• **PROBLEM DETAILS**:
Write each entry again exactly as shown, but without the images it holds.

=== INPUT MATERIAL ===

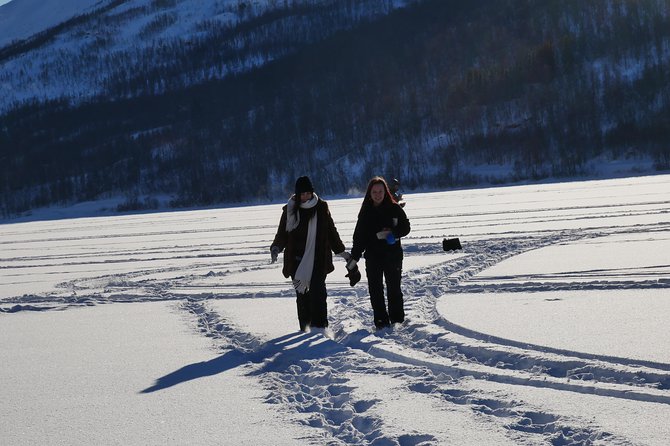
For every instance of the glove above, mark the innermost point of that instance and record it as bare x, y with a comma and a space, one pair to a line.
354, 274
345, 255
274, 253
381, 235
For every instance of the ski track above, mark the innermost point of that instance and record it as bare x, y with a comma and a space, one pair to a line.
430, 353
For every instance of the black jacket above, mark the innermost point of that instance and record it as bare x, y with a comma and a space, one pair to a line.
373, 219
327, 240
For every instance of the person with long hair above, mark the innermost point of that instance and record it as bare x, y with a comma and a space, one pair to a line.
381, 224
308, 235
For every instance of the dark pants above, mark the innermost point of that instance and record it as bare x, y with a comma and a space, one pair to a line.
312, 307
390, 269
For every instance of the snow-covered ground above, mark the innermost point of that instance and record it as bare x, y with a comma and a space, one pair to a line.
549, 327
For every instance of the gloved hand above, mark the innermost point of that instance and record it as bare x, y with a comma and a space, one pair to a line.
274, 253
381, 235
345, 255
354, 274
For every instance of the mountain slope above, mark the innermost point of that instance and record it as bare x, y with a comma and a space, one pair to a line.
21, 19
341, 91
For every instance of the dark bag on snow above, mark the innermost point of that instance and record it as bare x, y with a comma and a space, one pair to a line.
451, 244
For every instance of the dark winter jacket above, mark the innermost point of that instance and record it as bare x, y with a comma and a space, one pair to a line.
327, 240
373, 219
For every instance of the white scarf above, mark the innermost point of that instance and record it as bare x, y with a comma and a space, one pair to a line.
303, 274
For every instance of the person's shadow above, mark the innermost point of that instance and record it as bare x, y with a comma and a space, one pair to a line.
277, 354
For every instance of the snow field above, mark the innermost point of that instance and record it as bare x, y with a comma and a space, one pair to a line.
547, 328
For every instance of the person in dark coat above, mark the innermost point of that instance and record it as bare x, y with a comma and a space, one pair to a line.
308, 237
381, 223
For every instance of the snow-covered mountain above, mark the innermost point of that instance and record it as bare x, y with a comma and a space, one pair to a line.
79, 49
20, 19
230, 100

===

• **OUTPUT BELOW**:
For every instance of the glove above, mark the innermost point of that instance and record it as bare x, y with a comma and a space, one pair to a line.
354, 274
345, 255
274, 253
381, 235
For every instance of the ski track above, mark the innermost point of that instance and record it as bare x, y with a comma and a space, one pair to a line.
430, 353
For every instance of the black jacket above, mark the innermost point of that instance and record it as bare x, y with a comma and a space, one pair to a line.
373, 219
327, 240
For every instance of the person with long hair above, mark the innermost point of that instance and record it as bare x, y with a comma and a space, one pair to a line.
381, 224
308, 235
For every instance of the dark pants above, mark the innermost point of that instance and record it as bare x, y with a comma and a space, one pair to a line.
312, 307
390, 269
For every instance of the snow-covered ground above, mark the innermost point of that instance and record it as bare x, y with a comma and a space, one pair to a line.
549, 327
For every instance of the gloved hand above, mark the innermost point of that instance and record it as bare x, y with a comma and a space, one pair to a line.
274, 253
381, 235
345, 255
354, 274
For every instance of the mountain slope above, mark the innermost point of that instance and record it as bare x, y with a comma and a space, one pair to a line.
21, 19
341, 91
For every instance of the dark bag on snow above, mark the innermost point of that instance and record it as bare x, y with a comma and a space, one pair to a line.
451, 244
For every instance of the dark winter jacket above, mark the innermost point of that instance and record it as bare x, y with a comma and a space, one pair to a line.
327, 240
373, 219
For every instance of the white scarf above, mark the innermost point of that instance and record it as bare x, y with a comma and a space, one pair to a line.
303, 274
For every instance of the person's shadow above, mark the innermost point of that instance and record it as bare x, y with a comma and a space, one pair to a line.
277, 354
For every instance of the snow field above, mark the innermost point of that instance and record it as bare x, y with a comma and a space, one pair to a line.
547, 328
For every instance of the person in dark coat above, mark the innermost point of that instance and record it as bare x, y with a comma and a space, one pair to a line.
308, 237
381, 223
For every instance of the snow-covered mountain above, mark the innermost point of that instance and record it as bare x, y with a comma and a space, one pair to a line.
79, 49
20, 19
230, 100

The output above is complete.